Write out each line of the material below exactly as given.

==============================

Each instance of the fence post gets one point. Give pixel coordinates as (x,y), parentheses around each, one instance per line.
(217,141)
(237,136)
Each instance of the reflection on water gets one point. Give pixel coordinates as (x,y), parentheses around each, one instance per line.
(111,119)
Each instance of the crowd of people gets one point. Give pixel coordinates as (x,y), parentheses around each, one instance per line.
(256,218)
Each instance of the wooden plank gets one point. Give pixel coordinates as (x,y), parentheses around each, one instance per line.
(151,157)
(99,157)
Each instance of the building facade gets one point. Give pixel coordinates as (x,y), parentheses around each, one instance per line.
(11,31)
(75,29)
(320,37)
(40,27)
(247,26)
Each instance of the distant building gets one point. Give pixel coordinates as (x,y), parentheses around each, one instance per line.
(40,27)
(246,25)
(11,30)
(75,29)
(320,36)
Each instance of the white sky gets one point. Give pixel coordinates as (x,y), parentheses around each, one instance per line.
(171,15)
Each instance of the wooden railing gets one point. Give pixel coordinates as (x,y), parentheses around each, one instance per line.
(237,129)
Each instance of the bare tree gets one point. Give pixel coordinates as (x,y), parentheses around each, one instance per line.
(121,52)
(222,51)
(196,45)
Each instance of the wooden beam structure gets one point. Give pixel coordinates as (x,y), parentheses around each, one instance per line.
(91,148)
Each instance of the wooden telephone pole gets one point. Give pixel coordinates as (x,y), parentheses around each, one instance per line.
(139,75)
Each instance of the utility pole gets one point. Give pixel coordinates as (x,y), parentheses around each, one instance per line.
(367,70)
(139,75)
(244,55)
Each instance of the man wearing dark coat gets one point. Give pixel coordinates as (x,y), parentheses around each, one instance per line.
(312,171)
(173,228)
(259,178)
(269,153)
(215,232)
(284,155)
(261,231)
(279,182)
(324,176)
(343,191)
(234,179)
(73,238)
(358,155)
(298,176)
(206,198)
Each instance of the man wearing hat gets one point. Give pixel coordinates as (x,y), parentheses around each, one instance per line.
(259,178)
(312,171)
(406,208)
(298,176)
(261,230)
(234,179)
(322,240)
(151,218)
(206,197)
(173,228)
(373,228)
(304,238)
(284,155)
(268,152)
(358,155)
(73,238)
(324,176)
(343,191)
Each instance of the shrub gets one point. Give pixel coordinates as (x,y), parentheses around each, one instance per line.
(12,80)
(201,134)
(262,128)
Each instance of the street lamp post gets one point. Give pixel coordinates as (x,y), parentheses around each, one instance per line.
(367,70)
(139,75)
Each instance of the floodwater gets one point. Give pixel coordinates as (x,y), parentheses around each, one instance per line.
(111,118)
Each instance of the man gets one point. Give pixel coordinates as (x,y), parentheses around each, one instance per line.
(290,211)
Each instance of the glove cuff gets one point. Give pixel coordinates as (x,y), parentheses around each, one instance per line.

==============================

**RESULT OF THE EXERCISE**
Each instance of the fence post gets one point. Give pixel coordinates as (x,y), parentheses around each, one instance per line.
(217,141)
(237,136)
Each instance of the reflection on water gets one point. Give pixel coordinates as (x,y), parentheses around each, one instance per line.
(111,119)
Each instance of the crowd of people gets one point. Give pixel coordinates as (x,y), parentheses around each, one instance per line.
(256,218)
Each instance of the wooden plank gets one point. Give pixel coordinates as (x,y), parentheses around each, one instance per line.
(151,157)
(99,157)
Each instance of the building facade gets one point. Give pixel coordinates as (x,y), parentheses around each, one instance per line.
(11,31)
(75,29)
(320,37)
(40,27)
(247,26)
Each instance of the distant building gets one point. Give pixel coordinates as (x,y), parentheses around each, one instance per line.
(40,27)
(246,25)
(11,30)
(75,29)
(320,36)
Each instance of the white sky gets one point. Give pixel coordinates as (x,y), parentheses around each, one instance per line.
(171,15)
Each instance of the wooden railing gets one point. Give pixel coordinates as (x,y), parentheses around each, one instance per line.
(237,129)
Each instance of the bare tree gets one point. Give pixel coordinates as (x,y), parentheses around each, one instance per line.
(121,52)
(222,51)
(196,45)
Each instance of the wooden beam structure gets one point. Give pixel coordinates as (x,y), parentheses around each, one instance per line.
(91,148)
Each instance of the wooden telephone pole gets one point. Give pixel coordinates as (x,y), parentheses around each, one instance per line.
(139,75)
Each instance of the utility pole gets one point. Give pixel coordinates as (x,y), parentheses around each, one instance per line.
(367,70)
(139,75)
(244,55)
Each instance of the man wearing dark coat gets one point. Give pixel coordinates as (x,y), parentheses around each, one instance per line.
(312,171)
(173,228)
(259,178)
(269,153)
(215,232)
(284,155)
(261,231)
(279,182)
(324,176)
(343,191)
(234,179)
(73,238)
(358,155)
(298,176)
(206,198)
Each instance of the man wearing hat gets one point. Give pixel coordinates as (x,y), parentheses around each, one instance per line.
(259,178)
(312,171)
(406,208)
(298,176)
(261,230)
(234,179)
(322,240)
(151,218)
(206,197)
(173,228)
(373,228)
(304,238)
(284,155)
(268,152)
(358,155)
(73,238)
(324,176)
(343,191)
Each instance of the shrub gets one point. Give pixel coordinates as (x,y), parentheses around each, one instance per line.
(12,80)
(201,134)
(262,128)
Each instance of the street lamp post gets one point. Give pixel coordinates as (x,y), parentheses around each, one instance per line.
(367,70)
(139,75)
Each instance of the floodwater gets one point. Give pixel coordinates as (x,y), parentheses around each, one instance per line.
(111,118)
Each instance of the man gets one point. Give pixel coordinates as (x,y), parentheses around each, one instance per line.
(290,211)
Each instance of the glove cuff gets one point. Give pixel coordinates as (x,y), parentheses around each, one instance per line.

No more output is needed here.